====== Task input ======
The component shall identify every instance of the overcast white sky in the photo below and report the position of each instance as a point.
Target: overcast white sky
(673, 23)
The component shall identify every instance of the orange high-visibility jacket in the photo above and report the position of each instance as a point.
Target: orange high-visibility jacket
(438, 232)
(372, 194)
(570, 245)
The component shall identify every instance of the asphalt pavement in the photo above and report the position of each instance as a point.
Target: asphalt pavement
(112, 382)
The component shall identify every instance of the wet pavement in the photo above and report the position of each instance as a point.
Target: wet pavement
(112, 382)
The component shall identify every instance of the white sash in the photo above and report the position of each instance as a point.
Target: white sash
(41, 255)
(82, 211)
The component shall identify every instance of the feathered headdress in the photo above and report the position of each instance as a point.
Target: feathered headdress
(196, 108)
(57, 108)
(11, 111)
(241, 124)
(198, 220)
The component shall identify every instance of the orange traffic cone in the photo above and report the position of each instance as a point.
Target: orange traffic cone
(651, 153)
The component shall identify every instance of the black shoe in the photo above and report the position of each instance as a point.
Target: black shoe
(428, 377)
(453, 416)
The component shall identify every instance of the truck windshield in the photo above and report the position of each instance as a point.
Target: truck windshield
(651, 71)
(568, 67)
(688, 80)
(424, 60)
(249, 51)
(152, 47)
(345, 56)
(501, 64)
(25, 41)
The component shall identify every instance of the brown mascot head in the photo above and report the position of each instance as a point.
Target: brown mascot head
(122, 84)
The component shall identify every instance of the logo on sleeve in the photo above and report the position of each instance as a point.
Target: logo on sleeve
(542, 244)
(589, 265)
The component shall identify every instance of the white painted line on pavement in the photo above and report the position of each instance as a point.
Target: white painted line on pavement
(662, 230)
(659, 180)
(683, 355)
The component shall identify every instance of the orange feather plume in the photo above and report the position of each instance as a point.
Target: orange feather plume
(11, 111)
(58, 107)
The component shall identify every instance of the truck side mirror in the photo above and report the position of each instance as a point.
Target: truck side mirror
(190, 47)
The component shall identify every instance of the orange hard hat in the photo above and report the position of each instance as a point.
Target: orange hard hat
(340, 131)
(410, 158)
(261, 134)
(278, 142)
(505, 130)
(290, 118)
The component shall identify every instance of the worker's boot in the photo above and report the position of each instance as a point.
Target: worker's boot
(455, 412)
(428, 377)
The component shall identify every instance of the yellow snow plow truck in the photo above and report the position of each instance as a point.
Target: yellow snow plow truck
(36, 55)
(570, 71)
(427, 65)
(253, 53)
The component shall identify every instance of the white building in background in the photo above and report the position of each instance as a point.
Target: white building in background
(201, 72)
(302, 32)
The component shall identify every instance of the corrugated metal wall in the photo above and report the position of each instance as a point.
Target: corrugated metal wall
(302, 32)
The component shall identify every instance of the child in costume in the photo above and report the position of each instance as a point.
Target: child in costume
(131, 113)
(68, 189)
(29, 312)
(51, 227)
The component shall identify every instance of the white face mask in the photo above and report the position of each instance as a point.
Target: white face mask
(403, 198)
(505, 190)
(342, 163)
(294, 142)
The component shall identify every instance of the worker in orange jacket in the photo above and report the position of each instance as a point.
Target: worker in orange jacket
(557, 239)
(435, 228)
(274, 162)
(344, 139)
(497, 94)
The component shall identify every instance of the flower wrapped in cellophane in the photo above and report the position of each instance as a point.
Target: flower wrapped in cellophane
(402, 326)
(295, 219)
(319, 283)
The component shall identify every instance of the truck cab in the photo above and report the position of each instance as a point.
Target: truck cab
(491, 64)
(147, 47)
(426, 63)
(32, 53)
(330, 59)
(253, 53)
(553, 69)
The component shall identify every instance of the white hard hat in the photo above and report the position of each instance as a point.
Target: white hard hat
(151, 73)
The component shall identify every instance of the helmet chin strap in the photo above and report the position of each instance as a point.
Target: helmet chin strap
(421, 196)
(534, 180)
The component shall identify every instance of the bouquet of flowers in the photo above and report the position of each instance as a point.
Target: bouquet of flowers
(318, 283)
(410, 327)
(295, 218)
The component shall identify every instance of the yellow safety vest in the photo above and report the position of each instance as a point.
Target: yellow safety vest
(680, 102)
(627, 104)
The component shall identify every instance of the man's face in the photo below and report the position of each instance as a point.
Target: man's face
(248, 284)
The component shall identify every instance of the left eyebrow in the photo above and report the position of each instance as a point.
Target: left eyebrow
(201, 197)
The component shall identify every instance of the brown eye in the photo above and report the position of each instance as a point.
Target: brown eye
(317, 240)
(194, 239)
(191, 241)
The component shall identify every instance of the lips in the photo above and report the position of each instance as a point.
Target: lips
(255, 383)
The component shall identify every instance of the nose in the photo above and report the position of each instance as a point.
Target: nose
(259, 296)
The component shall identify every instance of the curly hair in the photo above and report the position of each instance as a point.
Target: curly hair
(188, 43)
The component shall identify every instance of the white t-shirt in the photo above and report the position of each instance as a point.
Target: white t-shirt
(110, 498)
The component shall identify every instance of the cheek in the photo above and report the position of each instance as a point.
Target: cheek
======
■ The exercise: Retype all of the records above word for word.

■ Result for this task:
The component shall identify every instance of the overcast white sky in the photo below and report the position of each instance as a point.
Target: overcast white sky
(673, 23)
The component shall identify every instance of the orange high-visibility jacket in the photo above and report the position of each instance as a point.
Target: orange high-visibility jacket
(438, 232)
(372, 194)
(570, 245)
The component shall identify every instance of the asphalt pavement in the photo above and report the position of each instance as a point.
Target: asphalt pavement
(112, 382)
The component shall identify every instance of the wet pavement in the photo above and report the position of each instance as a point.
Target: wet pavement
(112, 382)
The component shall identify every instance of the white sash in the photo above and report the position of each instance as a point.
Target: white sash
(41, 255)
(82, 211)
The component shall identify every instance of the feathered headdress in the photo above and report the position of each instance as a point.
Target: feathered headdress
(196, 108)
(57, 108)
(11, 111)
(241, 124)
(198, 220)
The component shall identify every instance of the orange traffic cone in the photo above and report the position of each instance as a point.
Target: orange traffic cone
(651, 153)
The component shall identify every instance of the black shoe in the photo above and report the position of each instance as a point.
Target: black shoe
(428, 377)
(453, 416)
The component shall identify every instance of the truck windshield in the photo above and report the position of each instance as a point.
Target: truck windshield
(651, 71)
(568, 67)
(688, 80)
(424, 60)
(249, 51)
(152, 47)
(345, 56)
(501, 64)
(25, 41)
The component shall identify every instance of the brown mascot head in the photo above and report the position of each instance as a point.
Target: brown mascot head
(122, 84)
The component shall identify every instance of the logo on sleeve in the photo above and report the position of each instance as a point.
Target: logo on sleeve
(542, 244)
(589, 265)
The component shall identify every instance of the white painted line on pavement in the photo above and report the position of each instance as a point.
Target: white painted line on pavement
(662, 230)
(659, 180)
(683, 355)
The component shall identify every instance of the orange feather plume in the photo above and report the position of each instance as a point.
Target: orange feather plume
(11, 111)
(58, 107)
The component shall identify every instance of the truck side mirror in the photo above and report the position of each instance as a point.
Target: truck side mirror
(190, 47)
The component shall identify every instance of the orange hard hat in the photo above and report the position of each instance as a point.
Target: orange hard hat
(340, 131)
(410, 158)
(261, 134)
(278, 142)
(505, 130)
(290, 118)
The component shall identify every instance of the worker's boot in the photo above and report the position of each instance as a point.
Target: worker's boot
(455, 412)
(428, 377)
The component shall identify every instance of the yellow snow plow truck in the photo above and report the position of each instance as a point.
Target: yellow snow plow truck
(36, 55)
(570, 71)
(427, 65)
(253, 53)
The component shall identify every instance of the white building in background in the photo above and report the position of each instance as a point.
Target: white building in background
(201, 72)
(302, 32)
The component shall identify every instance of the corrugated metal wall in the photo above and report the position of each instance as a point.
Target: corrugated metal wall
(302, 32)
The component shall identify every instance of the child in costume in the photo above and report the position of each instance as a point.
Target: child in costume
(131, 113)
(68, 189)
(29, 312)
(51, 227)
The component shall identify every instance of the white face mask in the photo above and report the position of each instance as a point.
Target: white face mask
(403, 198)
(505, 190)
(342, 163)
(294, 142)
The component shall identify every instance of the worker in orange jacket in the photo above and report the position of each instance as a point.
Target: worker in orange jacket
(557, 239)
(435, 228)
(274, 162)
(344, 139)
(497, 94)
The component shall identify every instance of the flower wrapped in cellophane in the photo above and report the position of each instance as a point.
Target: flower wrapped in cellophane
(402, 326)
(295, 219)
(319, 283)
The component shall identify every instance of the truck cab in the photo above and report the position of each instance as a point.
Target: truck cab
(491, 64)
(147, 47)
(426, 63)
(32, 53)
(330, 59)
(253, 53)
(553, 69)
The component shall identify every instance of the white hard hat in the photo above and report the position of each instance as a point.
Target: white hard hat
(151, 73)
The component shall identify every instance of the helmet chin strap in the photo above and report the position of each instance as a point.
Target: helmet chin strap
(421, 196)
(534, 180)
The component shall identify every instance of the bouquet of flowers in the photo above and report the position of each instance as a point.
Target: bouquet of flowers
(318, 283)
(410, 327)
(295, 218)
The component shall identify every instance of the yellow safety vest in the photo above and report the position of each instance as a point.
Target: yellow safety vest
(680, 102)
(627, 104)
The component shall identify every instance of the man's face in the photo below and report the position of each instance as a point.
Target: man's face
(248, 284)
The component shall identify every instance of the left eyebrow in the photo above and report the position of each instance as a point.
Target: left eyebrow
(201, 197)
The component shall identify every instance of the brown eye in the photo above and report the position of each instance as a point.
Target: brown eye
(317, 240)
(194, 239)
(191, 241)
The component shall identify every instance of the lips in the photo above and report the position of each instance as a point.
Target: lips
(255, 383)
The component shall identify every instance of the nose in the photo above and report the position of each instance as a point.
Target: nose
(259, 296)
The component shall identify every instance of the curly hair in the photo above and report the position of each instance as a point.
Target: curly hair
(188, 43)
The component shall identify every instance of the white t-shirt in the photo above and report the position of each instance as a point.
Target: white t-shirt
(110, 498)
The component shall identify every instance of the cheek in the photo above and report the position of each instance as a point.
Target: cheek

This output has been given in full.